Begin at the line that contains "position of distant" and repeat every line from there to the end of the records below, inclusive, without adding any other line.

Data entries
--- START ---
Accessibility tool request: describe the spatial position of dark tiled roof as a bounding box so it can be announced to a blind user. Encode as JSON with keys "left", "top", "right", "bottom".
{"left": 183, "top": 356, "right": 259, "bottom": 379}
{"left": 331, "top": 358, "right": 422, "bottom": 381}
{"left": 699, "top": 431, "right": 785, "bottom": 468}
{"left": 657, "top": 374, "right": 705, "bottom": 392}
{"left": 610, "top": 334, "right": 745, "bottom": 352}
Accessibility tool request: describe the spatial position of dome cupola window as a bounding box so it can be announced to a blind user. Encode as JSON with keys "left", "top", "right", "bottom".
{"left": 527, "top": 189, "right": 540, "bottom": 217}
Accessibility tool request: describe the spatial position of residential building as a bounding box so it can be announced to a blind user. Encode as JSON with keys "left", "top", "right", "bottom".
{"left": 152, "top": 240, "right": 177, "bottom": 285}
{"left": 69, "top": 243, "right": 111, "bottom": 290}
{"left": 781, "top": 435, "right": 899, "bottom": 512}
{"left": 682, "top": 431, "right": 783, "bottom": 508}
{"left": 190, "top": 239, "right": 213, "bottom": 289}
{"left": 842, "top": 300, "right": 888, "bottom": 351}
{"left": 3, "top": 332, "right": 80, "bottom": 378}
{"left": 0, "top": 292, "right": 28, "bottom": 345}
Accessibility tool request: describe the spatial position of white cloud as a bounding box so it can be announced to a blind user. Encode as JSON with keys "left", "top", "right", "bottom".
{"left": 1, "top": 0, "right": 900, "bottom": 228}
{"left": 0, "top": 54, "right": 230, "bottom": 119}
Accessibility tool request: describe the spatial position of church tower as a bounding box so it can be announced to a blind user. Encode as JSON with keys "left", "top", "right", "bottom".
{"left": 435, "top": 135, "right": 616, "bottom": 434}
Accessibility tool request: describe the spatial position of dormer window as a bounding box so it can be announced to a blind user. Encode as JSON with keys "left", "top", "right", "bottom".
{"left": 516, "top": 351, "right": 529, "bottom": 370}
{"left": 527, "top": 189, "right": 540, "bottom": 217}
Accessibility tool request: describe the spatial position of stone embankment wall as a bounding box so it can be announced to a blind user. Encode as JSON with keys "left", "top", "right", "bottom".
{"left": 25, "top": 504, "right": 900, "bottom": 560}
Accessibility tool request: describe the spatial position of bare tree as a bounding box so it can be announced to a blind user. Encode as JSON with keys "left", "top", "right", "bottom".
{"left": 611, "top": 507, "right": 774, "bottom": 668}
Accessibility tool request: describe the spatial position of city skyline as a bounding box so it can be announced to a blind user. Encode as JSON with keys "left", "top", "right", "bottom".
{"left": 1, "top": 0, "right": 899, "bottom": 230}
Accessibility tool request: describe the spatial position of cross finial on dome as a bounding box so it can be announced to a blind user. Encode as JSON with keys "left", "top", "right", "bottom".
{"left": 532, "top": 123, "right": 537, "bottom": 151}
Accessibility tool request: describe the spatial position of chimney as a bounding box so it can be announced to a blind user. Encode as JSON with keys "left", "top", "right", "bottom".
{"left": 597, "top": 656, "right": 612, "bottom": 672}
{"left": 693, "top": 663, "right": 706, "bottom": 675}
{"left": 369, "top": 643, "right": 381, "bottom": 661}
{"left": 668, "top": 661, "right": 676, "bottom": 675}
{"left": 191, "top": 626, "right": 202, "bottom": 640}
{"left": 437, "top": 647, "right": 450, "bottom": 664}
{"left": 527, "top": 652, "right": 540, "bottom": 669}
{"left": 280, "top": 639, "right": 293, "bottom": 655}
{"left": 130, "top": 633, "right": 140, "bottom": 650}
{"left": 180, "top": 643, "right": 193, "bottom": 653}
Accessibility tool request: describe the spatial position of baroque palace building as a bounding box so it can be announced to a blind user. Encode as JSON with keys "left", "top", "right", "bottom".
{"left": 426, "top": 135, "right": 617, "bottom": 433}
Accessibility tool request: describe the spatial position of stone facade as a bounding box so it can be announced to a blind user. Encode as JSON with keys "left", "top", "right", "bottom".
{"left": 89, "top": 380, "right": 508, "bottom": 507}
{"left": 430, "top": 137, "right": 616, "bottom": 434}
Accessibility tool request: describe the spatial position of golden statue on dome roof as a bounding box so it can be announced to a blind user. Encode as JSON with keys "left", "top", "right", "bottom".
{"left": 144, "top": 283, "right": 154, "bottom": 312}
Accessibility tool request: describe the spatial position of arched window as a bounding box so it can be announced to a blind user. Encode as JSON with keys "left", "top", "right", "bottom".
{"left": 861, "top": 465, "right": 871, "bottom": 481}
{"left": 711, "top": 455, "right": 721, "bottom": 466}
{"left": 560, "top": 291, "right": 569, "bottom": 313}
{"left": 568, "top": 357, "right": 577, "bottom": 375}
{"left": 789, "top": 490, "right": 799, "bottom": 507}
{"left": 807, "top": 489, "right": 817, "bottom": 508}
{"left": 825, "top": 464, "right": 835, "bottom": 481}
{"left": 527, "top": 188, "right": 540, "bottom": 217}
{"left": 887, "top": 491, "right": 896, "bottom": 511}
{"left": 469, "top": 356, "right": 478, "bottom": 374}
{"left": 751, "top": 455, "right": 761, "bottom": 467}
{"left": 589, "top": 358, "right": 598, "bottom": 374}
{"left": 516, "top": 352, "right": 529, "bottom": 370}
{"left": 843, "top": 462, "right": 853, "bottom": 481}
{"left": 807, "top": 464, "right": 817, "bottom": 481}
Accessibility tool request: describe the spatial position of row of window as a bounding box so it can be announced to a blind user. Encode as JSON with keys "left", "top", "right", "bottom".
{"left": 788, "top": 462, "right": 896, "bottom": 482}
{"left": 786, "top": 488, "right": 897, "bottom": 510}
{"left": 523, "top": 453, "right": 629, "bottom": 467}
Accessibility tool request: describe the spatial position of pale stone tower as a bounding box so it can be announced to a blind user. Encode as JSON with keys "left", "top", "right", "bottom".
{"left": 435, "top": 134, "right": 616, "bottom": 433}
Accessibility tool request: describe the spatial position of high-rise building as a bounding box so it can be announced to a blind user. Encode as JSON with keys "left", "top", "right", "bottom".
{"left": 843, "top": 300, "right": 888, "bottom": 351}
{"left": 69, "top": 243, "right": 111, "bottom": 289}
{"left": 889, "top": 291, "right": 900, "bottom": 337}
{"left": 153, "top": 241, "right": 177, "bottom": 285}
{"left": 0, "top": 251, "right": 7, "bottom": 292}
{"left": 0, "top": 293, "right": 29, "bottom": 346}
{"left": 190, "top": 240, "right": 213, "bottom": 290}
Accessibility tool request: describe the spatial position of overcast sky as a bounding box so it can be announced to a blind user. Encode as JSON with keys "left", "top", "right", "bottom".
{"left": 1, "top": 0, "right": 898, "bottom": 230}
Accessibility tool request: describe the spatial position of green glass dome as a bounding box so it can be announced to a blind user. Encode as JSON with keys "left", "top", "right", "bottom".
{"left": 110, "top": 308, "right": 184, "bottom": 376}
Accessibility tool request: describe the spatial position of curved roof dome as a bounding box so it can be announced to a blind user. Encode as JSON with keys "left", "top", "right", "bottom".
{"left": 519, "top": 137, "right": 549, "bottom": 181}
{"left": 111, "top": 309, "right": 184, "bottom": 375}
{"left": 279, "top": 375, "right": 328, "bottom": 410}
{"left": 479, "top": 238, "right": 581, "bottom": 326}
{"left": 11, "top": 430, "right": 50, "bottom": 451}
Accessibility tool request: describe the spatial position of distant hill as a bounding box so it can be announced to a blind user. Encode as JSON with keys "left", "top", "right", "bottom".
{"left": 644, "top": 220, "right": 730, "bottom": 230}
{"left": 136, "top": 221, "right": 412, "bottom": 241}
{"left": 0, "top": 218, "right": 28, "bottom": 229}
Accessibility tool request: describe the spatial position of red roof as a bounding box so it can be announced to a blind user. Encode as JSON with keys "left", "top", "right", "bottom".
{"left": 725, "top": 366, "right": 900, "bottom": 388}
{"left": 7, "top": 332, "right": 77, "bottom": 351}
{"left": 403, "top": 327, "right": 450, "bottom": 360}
--- END ---
_Output below_:
Accessibility tool request: describe the spatial position of distant hill as a bounding box so it can be announced to a blind user. Encode as JSON with keys "left", "top", "right", "bottom".
{"left": 644, "top": 220, "right": 730, "bottom": 230}
{"left": 136, "top": 221, "right": 412, "bottom": 241}
{"left": 0, "top": 218, "right": 28, "bottom": 229}
Accessibility tool request: describe the spatial position of red roof as a bounding box so it can be announced to a blind user. Encode as JSON with keys "left", "top", "right", "bottom".
{"left": 725, "top": 366, "right": 900, "bottom": 388}
{"left": 7, "top": 332, "right": 77, "bottom": 351}
{"left": 403, "top": 327, "right": 450, "bottom": 360}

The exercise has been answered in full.